> [Exercise]: Below are records to transcribe exactly, without their pictures.

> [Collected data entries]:

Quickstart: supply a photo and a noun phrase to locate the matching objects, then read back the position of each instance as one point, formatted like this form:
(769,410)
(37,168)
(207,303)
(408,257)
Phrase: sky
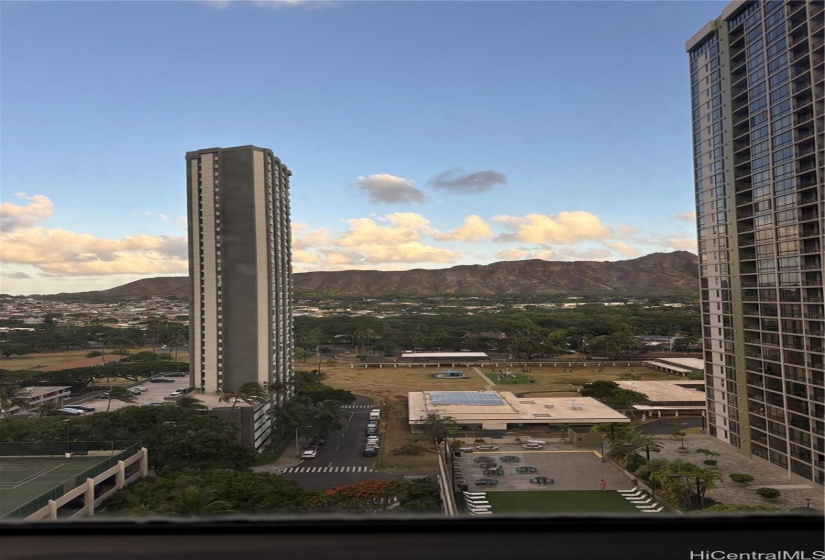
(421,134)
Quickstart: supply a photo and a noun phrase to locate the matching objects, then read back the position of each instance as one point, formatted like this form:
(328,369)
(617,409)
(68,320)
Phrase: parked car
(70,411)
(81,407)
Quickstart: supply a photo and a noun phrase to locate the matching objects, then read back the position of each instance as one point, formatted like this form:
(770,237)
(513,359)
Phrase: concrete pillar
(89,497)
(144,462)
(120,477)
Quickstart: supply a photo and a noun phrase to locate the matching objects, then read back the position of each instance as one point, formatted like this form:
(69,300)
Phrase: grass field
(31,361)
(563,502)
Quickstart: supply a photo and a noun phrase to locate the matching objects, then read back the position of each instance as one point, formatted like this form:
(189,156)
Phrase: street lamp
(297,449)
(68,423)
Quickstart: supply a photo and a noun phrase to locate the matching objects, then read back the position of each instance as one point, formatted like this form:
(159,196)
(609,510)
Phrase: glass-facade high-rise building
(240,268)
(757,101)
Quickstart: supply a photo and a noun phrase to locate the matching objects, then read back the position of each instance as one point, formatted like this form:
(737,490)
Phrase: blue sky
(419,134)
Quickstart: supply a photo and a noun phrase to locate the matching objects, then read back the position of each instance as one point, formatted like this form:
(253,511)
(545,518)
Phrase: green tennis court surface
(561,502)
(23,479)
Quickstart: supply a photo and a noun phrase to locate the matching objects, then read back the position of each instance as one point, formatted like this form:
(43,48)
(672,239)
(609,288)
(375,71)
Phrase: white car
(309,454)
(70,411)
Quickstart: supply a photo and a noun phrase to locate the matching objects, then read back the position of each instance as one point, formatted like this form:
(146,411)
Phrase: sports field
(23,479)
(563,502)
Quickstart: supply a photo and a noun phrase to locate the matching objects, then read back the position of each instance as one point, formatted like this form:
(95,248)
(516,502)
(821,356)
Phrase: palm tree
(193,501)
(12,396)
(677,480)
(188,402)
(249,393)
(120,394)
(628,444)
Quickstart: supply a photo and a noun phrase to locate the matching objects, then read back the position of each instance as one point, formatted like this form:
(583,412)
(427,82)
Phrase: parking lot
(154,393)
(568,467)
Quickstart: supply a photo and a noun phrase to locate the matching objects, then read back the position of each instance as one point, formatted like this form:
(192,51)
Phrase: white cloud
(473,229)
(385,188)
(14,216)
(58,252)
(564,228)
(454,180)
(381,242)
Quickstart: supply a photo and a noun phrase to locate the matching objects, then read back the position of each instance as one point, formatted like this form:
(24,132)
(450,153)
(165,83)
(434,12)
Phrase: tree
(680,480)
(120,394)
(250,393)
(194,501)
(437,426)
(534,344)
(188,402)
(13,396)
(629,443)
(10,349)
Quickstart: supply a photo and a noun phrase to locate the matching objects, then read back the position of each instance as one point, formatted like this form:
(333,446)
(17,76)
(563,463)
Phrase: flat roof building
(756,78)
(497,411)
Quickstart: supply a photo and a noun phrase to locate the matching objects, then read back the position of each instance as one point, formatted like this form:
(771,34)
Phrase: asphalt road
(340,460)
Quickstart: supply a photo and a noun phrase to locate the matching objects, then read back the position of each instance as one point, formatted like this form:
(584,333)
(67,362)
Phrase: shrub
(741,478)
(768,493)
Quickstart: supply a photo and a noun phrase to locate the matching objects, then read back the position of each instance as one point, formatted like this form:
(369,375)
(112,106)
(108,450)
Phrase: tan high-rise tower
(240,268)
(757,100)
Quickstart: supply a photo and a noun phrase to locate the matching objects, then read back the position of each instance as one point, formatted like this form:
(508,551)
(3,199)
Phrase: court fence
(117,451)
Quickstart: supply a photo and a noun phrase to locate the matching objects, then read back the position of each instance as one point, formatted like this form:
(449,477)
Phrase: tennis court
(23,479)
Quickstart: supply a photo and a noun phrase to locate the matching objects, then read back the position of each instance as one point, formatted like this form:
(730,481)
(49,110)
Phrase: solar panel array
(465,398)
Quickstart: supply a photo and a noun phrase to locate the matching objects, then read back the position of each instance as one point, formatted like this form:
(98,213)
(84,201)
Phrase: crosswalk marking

> [Result of the task]:
Quickstart: supply a photo and a noun phrase to locate the matching objects, then read back the position of each instance as one point, formatted like this form:
(769,410)
(37,168)
(207,303)
(408,257)
Phrase: sky
(421,134)
Quickstart: supply a photo and a noun phrase to locate the matching objects, then read back the position of each instance as one point, formatted like this form:
(328,369)
(617,409)
(68,320)
Phrase: parked car
(70,411)
(81,407)
Quickstart: supply a photo and a noun phrase to locate the matching objects, then read back the position of each instance as one point, formatted like this form:
(770,237)
(513,359)
Phrase: concrete pillar
(89,497)
(144,462)
(120,477)
Quickstart: supply a photo and a noun phrase to locate the matching objects, then read back the position of each instance as one point, formatted like this form:
(69,300)
Phrase: grass field
(31,361)
(563,502)
Quickstart: supply a photo and a noun phrase to locate the matching objects, then read back the position of each instance as one point, formatted like this form:
(189,156)
Phrase: street lamp
(297,449)
(68,423)
Quickstart: supply a photo and a noun phrase to locate the matching objects, then read back the position of each instance as one point, formatted like this form:
(159,196)
(609,510)
Phrase: glass-facade high-rise building
(240,268)
(757,101)
Quickstart: supply a photo and a noun phrase to locate the matching objects, then read back the position of each instance as one point, formatted like this form:
(737,490)
Phrase: blue sky
(419,134)
Quickstart: supply a photo and a noun phrase to locate the matching objects, then read back the position of each instance as one point, formatted like this form:
(253,511)
(545,518)
Phrase: green tennis court surface
(561,502)
(23,479)
Quickstart: supply a photo and a noun phrase to locate the matching objects, then read back the position of each instance as one point, formatted like this form:
(43,48)
(672,239)
(609,288)
(375,71)
Phrase: white car
(309,454)
(70,411)
Quickstart: supply a photo and a noun phrase to locate the matching objects, then read back the position of each instance as one point, formatted like this form:
(146,411)
Phrase: sports field
(23,479)
(563,502)
Quickstart: supply a photo and a noun phrase to locate the matching objects, then read back the position of each instance as one point, formatted like this form:
(95,248)
(516,502)
(821,356)
Phrase: palm tree
(193,501)
(12,396)
(677,480)
(188,402)
(249,393)
(120,394)
(628,444)
Quickstart: supply a photo and a noun phrase to locate the matching objects, then read back the position of each instance as one point, formatted like this form:
(583,412)
(427,82)
Phrase: parking lot
(154,393)
(568,467)
Quickstart: supply a photo and a noun phrase to locate the matching objects, then read back the position of each instance as one point, formatted like this form:
(192,51)
Phrase: white cloud
(473,229)
(385,188)
(14,216)
(58,252)
(564,228)
(454,180)
(381,242)
Quickstart: supply a photo and a noun phrase to locate the matching objects, then read back the position of each instance as one point, formatted like this form:
(24,132)
(450,153)
(165,83)
(434,12)
Phrase: tree
(680,480)
(120,394)
(250,393)
(194,501)
(437,426)
(534,344)
(188,402)
(13,396)
(629,443)
(10,349)
Quickstart: supply a photo and a noun phrase to locate the matching objects, then read back the position of each instance as one point, formatted like this form:
(333,446)
(17,76)
(563,463)
Phrase: flat roof building
(756,78)
(497,411)
Quickstart: supply a photo and a noun phrase to locate the matching objects, then read back the position of each instance as one point, formatted like this form:
(771,34)
Phrase: asphalt road
(340,460)
Quickstart: supply a photo and a noun phrase to locate the matching objects, then read back the position of each instance as one point, formatted like this form:
(584,333)
(67,362)
Phrase: shrub
(741,478)
(768,493)
Quickstart: supply a photo and a noun phrase to locate the matching objects, then read back the position of each instance as one point, formatted like this form:
(369,375)
(112,106)
(108,450)
Phrase: tan high-rise tower
(240,268)
(757,100)
Quickstart: supply a photo and a noun phrase to locate the matching objects, then read back the position of each instance as one point, formatted like this form:
(508,551)
(3,199)
Phrase: court fence
(117,451)
Quickstart: supply a photo and a noun phrase to locate the matching objects, then read back the position of each instance as one point, formatted like this form:
(449,477)
Phrase: tennis court
(23,479)
Quickstart: supply a photo and a noun phrase to locate the matching objects, then read back the position of each instance as one point, formatted like this form:
(730,481)
(49,110)
Phrase: solar panel array
(465,398)
Quickstart: supply a photo and a noun phrase to locate the matching objects, then read back the position of each instance as one point, formatted like this form:
(98,213)
(84,201)
Phrase: crosswalk marking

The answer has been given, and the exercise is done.